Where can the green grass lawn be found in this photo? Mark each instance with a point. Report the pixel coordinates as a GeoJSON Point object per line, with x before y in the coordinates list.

---

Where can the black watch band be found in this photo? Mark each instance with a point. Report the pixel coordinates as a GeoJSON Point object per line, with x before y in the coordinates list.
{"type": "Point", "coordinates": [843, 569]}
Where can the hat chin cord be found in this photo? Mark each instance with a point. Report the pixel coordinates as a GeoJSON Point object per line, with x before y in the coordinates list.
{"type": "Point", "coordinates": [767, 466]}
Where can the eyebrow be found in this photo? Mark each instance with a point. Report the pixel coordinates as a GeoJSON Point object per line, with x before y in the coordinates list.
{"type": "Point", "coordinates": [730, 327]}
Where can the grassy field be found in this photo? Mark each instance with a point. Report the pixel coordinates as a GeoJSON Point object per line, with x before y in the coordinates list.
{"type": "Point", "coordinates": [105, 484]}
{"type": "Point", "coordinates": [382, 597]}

**Exercise**. Count the rows above that contain the string "line", with case counting, and reply with the number alone.

**Answer to this task**. 5